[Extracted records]
start

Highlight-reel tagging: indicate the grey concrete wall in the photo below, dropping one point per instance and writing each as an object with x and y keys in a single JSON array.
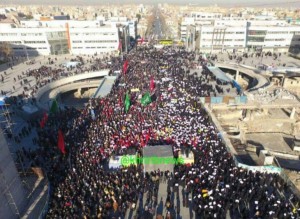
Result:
[{"x": 10, "y": 183}]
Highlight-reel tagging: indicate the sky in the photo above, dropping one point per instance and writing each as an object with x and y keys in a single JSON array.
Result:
[{"x": 228, "y": 3}]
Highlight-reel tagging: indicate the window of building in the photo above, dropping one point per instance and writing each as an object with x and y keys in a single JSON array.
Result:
[
  {"x": 257, "y": 32},
  {"x": 34, "y": 42}
]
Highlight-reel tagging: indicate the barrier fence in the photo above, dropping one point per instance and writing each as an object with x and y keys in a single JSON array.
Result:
[{"x": 263, "y": 169}]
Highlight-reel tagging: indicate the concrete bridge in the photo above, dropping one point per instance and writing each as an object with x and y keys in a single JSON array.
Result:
[
  {"x": 50, "y": 90},
  {"x": 262, "y": 82}
]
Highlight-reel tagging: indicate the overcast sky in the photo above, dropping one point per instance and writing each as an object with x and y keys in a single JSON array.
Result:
[{"x": 229, "y": 3}]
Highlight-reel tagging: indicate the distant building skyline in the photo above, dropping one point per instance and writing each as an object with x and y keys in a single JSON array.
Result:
[{"x": 222, "y": 3}]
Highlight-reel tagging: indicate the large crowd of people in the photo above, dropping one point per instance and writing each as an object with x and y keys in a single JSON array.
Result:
[{"x": 213, "y": 186}]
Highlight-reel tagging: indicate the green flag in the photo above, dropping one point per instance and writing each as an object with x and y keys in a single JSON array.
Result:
[
  {"x": 146, "y": 99},
  {"x": 127, "y": 102},
  {"x": 54, "y": 107}
]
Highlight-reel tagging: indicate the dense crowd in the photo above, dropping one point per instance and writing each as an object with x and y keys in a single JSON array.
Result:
[{"x": 81, "y": 185}]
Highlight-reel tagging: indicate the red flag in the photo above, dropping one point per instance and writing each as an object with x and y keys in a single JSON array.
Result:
[
  {"x": 152, "y": 84},
  {"x": 44, "y": 120},
  {"x": 120, "y": 45},
  {"x": 42, "y": 123},
  {"x": 61, "y": 142},
  {"x": 125, "y": 66}
]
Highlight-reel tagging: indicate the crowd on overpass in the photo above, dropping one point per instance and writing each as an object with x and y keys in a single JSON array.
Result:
[{"x": 81, "y": 186}]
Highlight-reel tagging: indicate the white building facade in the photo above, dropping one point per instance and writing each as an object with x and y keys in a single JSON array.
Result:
[
  {"x": 63, "y": 37},
  {"x": 242, "y": 35}
]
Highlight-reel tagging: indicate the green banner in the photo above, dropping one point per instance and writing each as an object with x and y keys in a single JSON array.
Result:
[{"x": 146, "y": 99}]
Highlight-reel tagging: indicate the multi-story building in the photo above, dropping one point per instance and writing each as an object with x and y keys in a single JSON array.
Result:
[
  {"x": 65, "y": 36},
  {"x": 242, "y": 35}
]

end

Problem details —
Reproduce the lines word for word, starting at the one holding "Highlight-reel tagging: indicate the large" and ending at the final line of the material above.

The completed task —
Highlight-reel tagging: indicate the large crowd of people in the photo above, dropping one point per instance and writing each as an object with x and y keys in a single JSON array.
Result:
[{"x": 213, "y": 186}]
Highlight-reel tagging: indicate the green flag in the photo above, dropping one point per instance and writing each as an object with x and y keys in a single JSON array.
Result:
[
  {"x": 146, "y": 99},
  {"x": 127, "y": 102},
  {"x": 54, "y": 107}
]
Highlight-reel tagging: indicate the dense crowd in the photo above, dropping one point per instance and writing each as an object with x and y keys in a single JSON array.
Result:
[{"x": 81, "y": 185}]
Highlight-reel tagging: indicate the red flag in the photo above, dropping one point per instance and writing each as an object with x and y keys in a single JSON array.
Result:
[
  {"x": 152, "y": 84},
  {"x": 44, "y": 120},
  {"x": 120, "y": 45},
  {"x": 42, "y": 123},
  {"x": 61, "y": 142},
  {"x": 125, "y": 66}
]
Highlight-reel tagging: indicate the crowd on overpass in the photo above, dropping one point per instance and writing each as an object with x and y keys in a single JSON array.
Result:
[{"x": 81, "y": 186}]
Highlight-reel tagging: indicate the white building facade in the photo above, dropping one point per instance and writing each as an object with x and y keys in a single JSON array.
Result:
[
  {"x": 63, "y": 37},
  {"x": 242, "y": 35}
]
Highlight-reel tagging: indicate the green banner in the photo above, dropping one point per instance and writing each as an object with x and y keys in a single JSON array.
Result:
[{"x": 146, "y": 99}]
Highlight-reel tagging: indicate the multi-story building in the photo above, dropping one point per instance and writing each as an object with x and y keys in a single JSON array.
Result:
[
  {"x": 65, "y": 36},
  {"x": 242, "y": 35}
]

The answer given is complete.